— begin Page text —

Friday, February 5, 2010

Michigan’s Blueprint for America

Behold the cratering of an economy, courtesy of one governor’s Obamaesque policies

Henry Payne
Friday, February 05, 2010

Detroit — Most Americans are just getting warmed up to the idea of a self-centered chief executive who has divined America’s future as a green economy and is brashly installing the industrial-policy tools to get us there. But we here in Michigan have been living it since Gov. Jennifer Granholm took office in 2003.

On Wednesday night, the flashy second-term governor celebrated the “change” she’s brought to Michigan in her final State of the State address. Read it and weep.

Granholm entered office on the tired heels of a three-term Republican with a wave of good tidings as the state’s first female governor. Beautiful, silver-tongued, and Harvard Law–educated, Granholm was a young pol with little executive seasoning. Supremely self-confident despite her inexperience, Granholm raised income taxes (as the state’s economy literally and figuratively headed south), “invested” billions of stimulus dollars in infrastructure that she predicted would create tens of thousands of jobs, mandated renewable-power standards, and backed them up with millions in government subsidies to transform Michigan from “the Rust Belt to the Green Belt.” In her 2006 State of the State address, she promised that “in five years, you’ll be blown away.”

Four years in and it’s blowing hard, all right. Michigan’s unemployment rate has more than doubled, to over 14 percent. Yes, the state’s per capita income drop from 20th in the nation to 40th has tracked a historic restructuring of the state’s auto industry, but Granholm’s Obamaesque policy prescriptions have been anti-growth while fueling budget deficits to record highs.

— end Page text —
— begin Recorded information —

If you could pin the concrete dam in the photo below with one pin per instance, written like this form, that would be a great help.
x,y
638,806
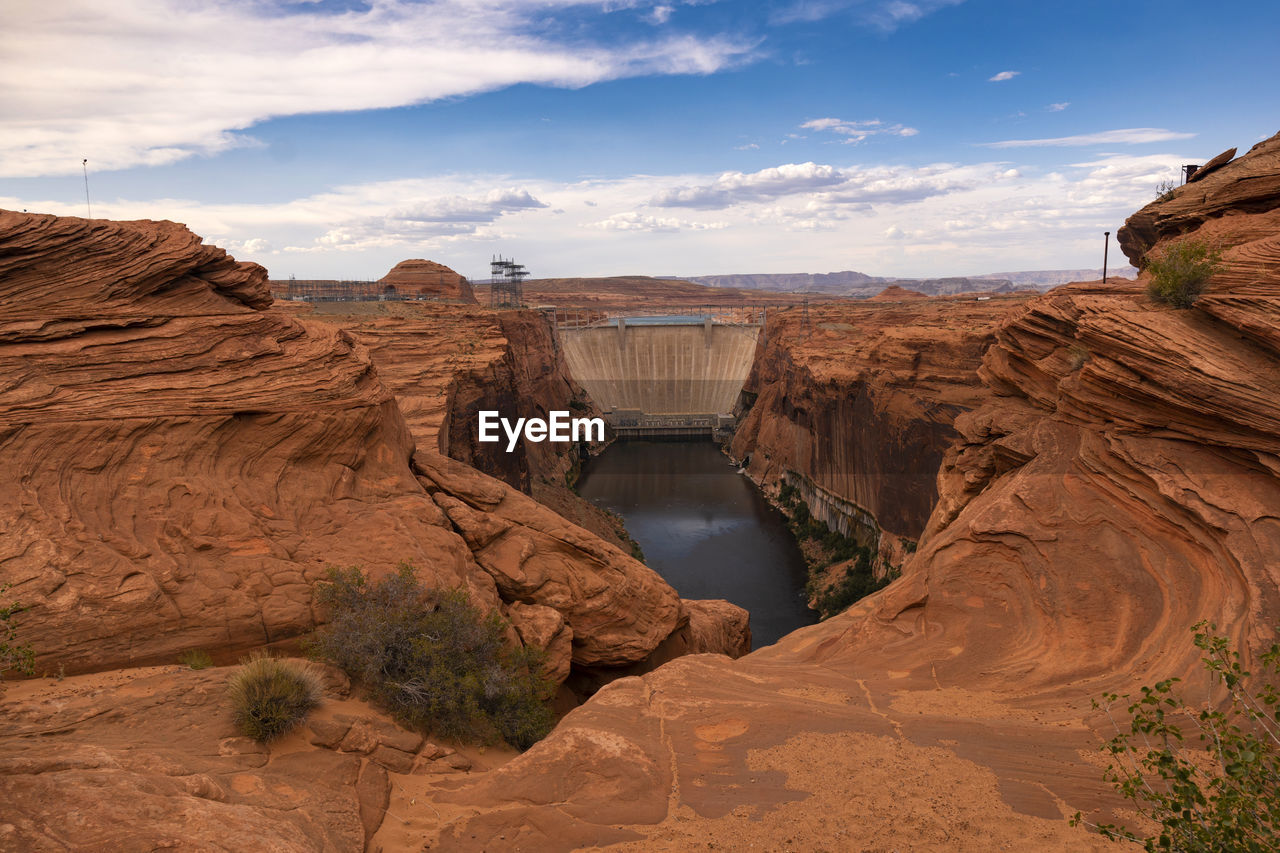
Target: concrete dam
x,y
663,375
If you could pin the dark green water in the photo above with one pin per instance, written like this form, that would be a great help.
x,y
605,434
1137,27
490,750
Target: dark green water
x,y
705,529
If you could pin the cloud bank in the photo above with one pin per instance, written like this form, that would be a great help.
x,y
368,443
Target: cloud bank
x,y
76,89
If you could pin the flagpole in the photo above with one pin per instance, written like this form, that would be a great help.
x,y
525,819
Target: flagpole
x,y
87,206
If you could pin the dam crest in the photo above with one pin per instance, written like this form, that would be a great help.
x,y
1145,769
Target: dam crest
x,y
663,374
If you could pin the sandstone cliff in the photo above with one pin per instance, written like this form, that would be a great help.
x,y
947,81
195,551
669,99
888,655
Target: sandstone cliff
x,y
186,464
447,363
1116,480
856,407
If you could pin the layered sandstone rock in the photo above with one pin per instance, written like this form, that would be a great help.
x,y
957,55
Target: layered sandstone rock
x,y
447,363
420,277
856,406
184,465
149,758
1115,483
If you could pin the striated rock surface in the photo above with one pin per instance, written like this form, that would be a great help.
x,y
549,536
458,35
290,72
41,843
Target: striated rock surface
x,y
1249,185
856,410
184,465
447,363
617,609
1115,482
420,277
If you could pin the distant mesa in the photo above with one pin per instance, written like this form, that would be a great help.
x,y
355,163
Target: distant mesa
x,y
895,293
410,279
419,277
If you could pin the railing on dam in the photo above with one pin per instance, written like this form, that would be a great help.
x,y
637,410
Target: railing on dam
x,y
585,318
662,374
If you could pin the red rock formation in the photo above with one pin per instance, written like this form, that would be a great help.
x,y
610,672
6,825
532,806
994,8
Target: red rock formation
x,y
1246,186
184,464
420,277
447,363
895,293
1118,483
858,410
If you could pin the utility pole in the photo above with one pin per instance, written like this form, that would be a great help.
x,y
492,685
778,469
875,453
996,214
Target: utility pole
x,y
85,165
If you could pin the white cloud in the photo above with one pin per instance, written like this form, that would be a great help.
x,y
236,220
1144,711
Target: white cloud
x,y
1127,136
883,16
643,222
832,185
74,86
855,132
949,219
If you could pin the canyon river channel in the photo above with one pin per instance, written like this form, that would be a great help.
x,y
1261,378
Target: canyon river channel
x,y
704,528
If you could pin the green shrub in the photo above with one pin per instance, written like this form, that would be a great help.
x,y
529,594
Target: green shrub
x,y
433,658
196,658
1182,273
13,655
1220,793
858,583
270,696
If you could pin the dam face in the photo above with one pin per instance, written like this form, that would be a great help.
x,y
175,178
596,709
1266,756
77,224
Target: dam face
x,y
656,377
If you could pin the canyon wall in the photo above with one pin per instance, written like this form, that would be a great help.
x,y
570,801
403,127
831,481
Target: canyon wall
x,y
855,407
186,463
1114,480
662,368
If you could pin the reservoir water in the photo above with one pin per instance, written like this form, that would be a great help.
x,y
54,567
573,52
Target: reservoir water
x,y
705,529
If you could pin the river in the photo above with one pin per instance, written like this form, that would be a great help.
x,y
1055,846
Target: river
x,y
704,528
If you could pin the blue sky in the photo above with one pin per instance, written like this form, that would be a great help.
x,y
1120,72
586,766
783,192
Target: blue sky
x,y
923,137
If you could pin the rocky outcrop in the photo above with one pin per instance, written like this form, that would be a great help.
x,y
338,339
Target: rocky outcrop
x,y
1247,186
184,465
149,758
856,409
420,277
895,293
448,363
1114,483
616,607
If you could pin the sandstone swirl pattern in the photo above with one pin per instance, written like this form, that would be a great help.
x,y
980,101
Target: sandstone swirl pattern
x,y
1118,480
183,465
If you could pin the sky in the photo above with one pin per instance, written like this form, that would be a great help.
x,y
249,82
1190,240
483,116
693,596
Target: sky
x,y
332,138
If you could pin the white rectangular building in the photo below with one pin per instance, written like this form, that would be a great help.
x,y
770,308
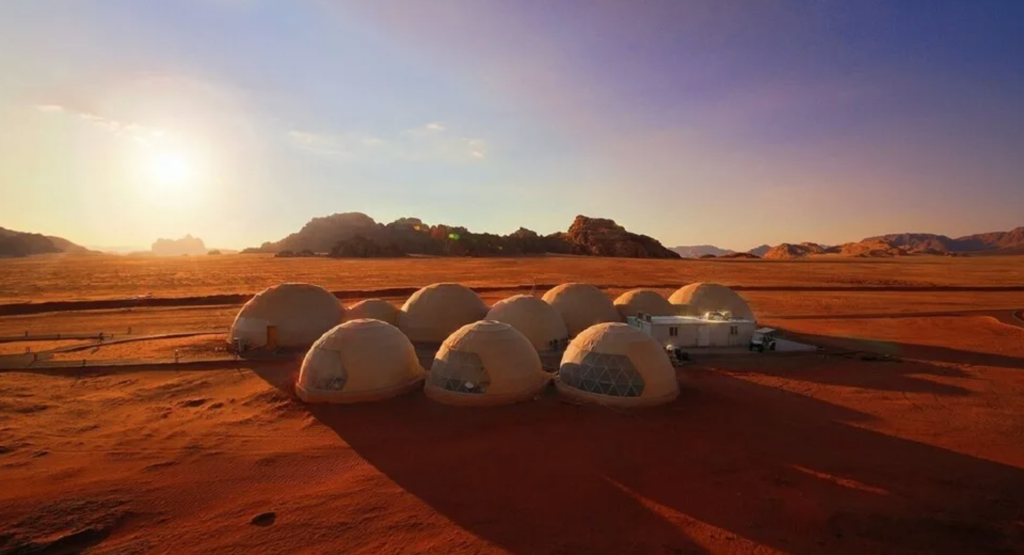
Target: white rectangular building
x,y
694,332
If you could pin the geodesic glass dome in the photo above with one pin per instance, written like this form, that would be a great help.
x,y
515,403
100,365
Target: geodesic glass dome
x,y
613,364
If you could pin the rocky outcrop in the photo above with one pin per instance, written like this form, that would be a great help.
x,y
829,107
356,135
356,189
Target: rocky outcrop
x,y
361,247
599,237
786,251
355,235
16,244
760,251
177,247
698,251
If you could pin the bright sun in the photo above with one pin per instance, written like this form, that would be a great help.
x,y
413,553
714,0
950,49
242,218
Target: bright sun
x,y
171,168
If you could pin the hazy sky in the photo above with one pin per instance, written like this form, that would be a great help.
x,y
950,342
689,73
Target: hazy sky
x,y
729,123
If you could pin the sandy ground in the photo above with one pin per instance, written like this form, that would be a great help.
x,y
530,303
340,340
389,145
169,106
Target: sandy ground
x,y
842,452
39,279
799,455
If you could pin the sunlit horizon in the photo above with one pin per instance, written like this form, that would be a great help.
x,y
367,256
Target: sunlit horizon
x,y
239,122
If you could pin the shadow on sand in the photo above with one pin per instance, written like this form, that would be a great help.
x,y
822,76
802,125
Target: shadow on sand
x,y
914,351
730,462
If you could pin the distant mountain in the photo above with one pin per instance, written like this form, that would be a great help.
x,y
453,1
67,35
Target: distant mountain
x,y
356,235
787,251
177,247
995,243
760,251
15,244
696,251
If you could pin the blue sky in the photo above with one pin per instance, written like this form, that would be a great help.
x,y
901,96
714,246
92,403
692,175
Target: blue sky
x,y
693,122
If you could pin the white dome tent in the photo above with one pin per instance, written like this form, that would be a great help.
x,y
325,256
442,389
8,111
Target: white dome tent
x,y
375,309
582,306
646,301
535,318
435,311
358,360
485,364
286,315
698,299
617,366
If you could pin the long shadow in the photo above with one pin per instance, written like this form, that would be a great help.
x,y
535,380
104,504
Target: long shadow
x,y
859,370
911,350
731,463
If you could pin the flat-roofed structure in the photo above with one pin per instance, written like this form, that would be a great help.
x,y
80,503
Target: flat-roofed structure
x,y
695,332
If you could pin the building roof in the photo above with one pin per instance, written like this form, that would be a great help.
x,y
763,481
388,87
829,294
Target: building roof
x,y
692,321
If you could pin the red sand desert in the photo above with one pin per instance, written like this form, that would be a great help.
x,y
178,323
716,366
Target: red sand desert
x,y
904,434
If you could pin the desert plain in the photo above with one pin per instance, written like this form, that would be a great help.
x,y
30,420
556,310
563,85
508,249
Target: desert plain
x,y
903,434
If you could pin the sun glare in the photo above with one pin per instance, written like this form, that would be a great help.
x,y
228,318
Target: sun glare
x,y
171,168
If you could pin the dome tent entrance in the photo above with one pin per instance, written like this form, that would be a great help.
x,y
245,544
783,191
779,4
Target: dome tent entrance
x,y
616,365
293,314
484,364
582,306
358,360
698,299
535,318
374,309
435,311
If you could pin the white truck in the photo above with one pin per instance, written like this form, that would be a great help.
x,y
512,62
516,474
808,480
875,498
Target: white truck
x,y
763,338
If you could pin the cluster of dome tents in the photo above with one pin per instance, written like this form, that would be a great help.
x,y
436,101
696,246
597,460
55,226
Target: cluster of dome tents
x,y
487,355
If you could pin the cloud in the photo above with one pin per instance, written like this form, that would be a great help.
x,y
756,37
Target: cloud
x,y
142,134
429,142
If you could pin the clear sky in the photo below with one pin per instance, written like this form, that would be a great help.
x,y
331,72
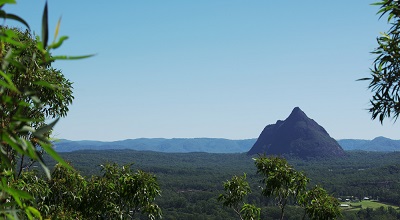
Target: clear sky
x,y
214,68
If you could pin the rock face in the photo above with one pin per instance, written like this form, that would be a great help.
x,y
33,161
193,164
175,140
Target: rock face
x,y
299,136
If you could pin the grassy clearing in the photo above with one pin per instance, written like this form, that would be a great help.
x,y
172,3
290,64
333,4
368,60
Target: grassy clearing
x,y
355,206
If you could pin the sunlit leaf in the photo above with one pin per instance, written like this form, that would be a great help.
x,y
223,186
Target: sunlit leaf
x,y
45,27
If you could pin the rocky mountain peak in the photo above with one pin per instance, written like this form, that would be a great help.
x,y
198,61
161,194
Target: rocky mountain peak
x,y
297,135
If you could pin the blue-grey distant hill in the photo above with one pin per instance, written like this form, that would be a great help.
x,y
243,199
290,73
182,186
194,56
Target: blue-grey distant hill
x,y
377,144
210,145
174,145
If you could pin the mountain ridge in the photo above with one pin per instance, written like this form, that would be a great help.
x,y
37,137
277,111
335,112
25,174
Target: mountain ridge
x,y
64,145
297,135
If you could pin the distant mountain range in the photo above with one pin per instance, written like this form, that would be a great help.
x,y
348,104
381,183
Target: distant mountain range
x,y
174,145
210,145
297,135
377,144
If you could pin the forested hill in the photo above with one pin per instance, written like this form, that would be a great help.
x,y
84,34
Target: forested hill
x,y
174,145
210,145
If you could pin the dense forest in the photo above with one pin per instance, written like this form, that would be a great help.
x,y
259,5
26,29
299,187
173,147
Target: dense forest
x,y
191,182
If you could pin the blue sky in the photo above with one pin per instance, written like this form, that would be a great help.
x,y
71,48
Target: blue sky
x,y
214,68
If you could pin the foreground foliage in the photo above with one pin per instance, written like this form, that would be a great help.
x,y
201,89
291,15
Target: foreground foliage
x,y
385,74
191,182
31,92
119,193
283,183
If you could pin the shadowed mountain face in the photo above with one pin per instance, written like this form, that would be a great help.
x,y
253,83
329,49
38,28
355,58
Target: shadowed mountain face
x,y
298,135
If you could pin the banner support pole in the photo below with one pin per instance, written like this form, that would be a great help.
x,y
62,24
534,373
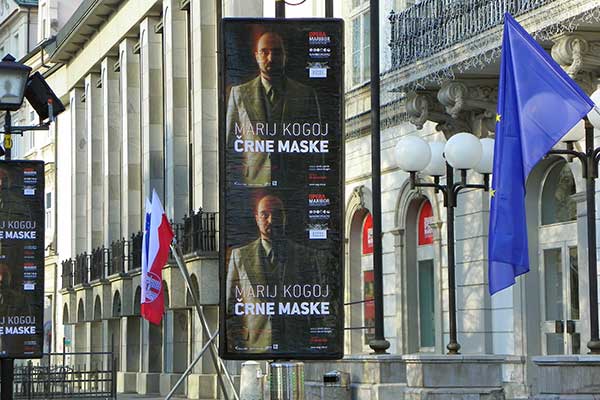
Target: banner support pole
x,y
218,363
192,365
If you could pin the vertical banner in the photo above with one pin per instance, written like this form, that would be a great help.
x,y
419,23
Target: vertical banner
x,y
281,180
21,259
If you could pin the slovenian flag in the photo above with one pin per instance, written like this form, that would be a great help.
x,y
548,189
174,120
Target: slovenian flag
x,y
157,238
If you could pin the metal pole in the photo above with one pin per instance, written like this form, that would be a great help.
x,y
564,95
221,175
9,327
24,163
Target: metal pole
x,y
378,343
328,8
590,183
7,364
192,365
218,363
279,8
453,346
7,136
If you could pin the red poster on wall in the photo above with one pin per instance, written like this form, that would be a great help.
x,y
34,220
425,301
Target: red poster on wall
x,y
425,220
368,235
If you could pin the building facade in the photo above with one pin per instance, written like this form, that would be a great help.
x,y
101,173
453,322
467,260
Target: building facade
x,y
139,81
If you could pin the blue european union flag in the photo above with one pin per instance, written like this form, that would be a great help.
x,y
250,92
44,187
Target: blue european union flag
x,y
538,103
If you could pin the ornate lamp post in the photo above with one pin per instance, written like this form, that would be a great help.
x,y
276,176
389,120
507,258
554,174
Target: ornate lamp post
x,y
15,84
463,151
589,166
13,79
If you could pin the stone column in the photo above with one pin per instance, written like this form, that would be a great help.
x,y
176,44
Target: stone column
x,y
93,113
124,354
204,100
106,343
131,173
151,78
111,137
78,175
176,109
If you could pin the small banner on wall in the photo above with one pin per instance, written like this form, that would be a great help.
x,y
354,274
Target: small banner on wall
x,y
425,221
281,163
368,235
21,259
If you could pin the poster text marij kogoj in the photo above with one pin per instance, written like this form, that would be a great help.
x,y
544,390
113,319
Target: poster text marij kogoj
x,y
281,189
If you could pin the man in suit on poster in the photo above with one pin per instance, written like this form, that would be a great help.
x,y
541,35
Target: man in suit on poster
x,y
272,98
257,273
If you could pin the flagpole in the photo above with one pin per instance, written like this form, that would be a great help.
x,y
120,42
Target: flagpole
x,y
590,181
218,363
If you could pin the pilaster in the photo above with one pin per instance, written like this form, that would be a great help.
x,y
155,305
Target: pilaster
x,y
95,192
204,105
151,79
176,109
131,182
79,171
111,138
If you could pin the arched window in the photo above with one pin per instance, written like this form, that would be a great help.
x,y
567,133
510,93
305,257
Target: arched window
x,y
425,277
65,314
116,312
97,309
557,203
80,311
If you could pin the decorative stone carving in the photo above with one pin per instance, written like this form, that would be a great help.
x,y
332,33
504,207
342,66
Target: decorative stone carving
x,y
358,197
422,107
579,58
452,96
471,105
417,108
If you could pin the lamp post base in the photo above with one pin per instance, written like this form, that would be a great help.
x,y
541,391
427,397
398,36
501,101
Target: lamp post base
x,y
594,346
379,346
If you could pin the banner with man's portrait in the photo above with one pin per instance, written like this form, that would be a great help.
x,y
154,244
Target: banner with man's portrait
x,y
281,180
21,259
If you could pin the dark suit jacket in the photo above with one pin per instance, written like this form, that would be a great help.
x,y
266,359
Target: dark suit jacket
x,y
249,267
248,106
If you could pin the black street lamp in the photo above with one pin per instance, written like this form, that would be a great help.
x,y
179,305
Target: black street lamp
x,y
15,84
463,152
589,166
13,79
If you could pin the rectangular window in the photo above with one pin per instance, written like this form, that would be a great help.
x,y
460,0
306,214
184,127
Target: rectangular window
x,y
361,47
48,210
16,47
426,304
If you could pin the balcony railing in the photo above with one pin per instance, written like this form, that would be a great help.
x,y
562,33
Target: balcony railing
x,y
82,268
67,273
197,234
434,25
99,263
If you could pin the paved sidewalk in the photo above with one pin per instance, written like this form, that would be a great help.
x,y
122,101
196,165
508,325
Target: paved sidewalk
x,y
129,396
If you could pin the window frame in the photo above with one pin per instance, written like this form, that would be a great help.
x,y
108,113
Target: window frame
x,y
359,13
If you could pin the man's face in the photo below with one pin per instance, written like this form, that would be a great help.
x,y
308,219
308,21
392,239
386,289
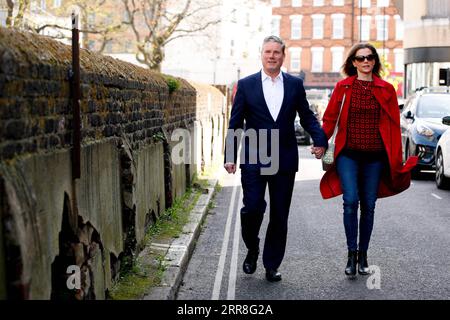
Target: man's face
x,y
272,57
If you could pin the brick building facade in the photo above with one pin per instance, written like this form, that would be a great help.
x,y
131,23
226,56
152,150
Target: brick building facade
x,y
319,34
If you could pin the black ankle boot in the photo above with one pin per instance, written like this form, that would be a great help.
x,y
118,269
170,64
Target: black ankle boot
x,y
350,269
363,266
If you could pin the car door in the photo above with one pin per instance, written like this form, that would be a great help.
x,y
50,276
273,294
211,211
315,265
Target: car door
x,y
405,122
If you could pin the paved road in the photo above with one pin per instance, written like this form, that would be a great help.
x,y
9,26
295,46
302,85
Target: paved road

— end Recorded information —

■ What to do:
(A) Summarize the Michigan article in two sentences.
(B) Please switch "photo" to "image" in the listing, starting with the line with "If you could pin the man's" and going on through the end of the listing, and give back only those lines with nothing else changed. Leave the pictures out.

■ The results:
(A) The Michigan article argues that since 2003, Gov. Jennifer Granholm has run Michigan on a green-economy vision and industrial-policy tools: she raised income taxes, invested billions of stimulus dollars in infrastructure, and mandated renewable-power standards backed by government subsidies. It says Michigan's unemployment rate has more than doubled to over 14 percent and its per capita income has dropped from 20th in the nation to 40th, and it calls her policies anti-growth and blames them for record budget deficits.

(B)
If you could pin the man's face in the image below with one pin per instance, written like this form, that would be a great help.
x,y
308,219
308,21
392,239
386,289
Target: man's face
x,y
272,57
If you could pin the brick building facade in the image above with one pin per instance, written like this form, that would be a great help.
x,y
131,23
226,56
152,150
Target: brick building facade
x,y
319,34
If you could pin the black ankle boot in the image above with one pin per instance, written like this form, that would be a great help.
x,y
118,269
170,64
Target: black ankle boot
x,y
350,269
363,266
If you could pin the car door in the image above with one pin per instance, written like this form, that would be a great help.
x,y
50,276
273,294
211,211
315,265
Target: car door
x,y
405,122
If you could pin the paved road in the image above with one pin per instance, written like this form, that would be a great help.
x,y
9,26
295,46
302,85
Target: paved road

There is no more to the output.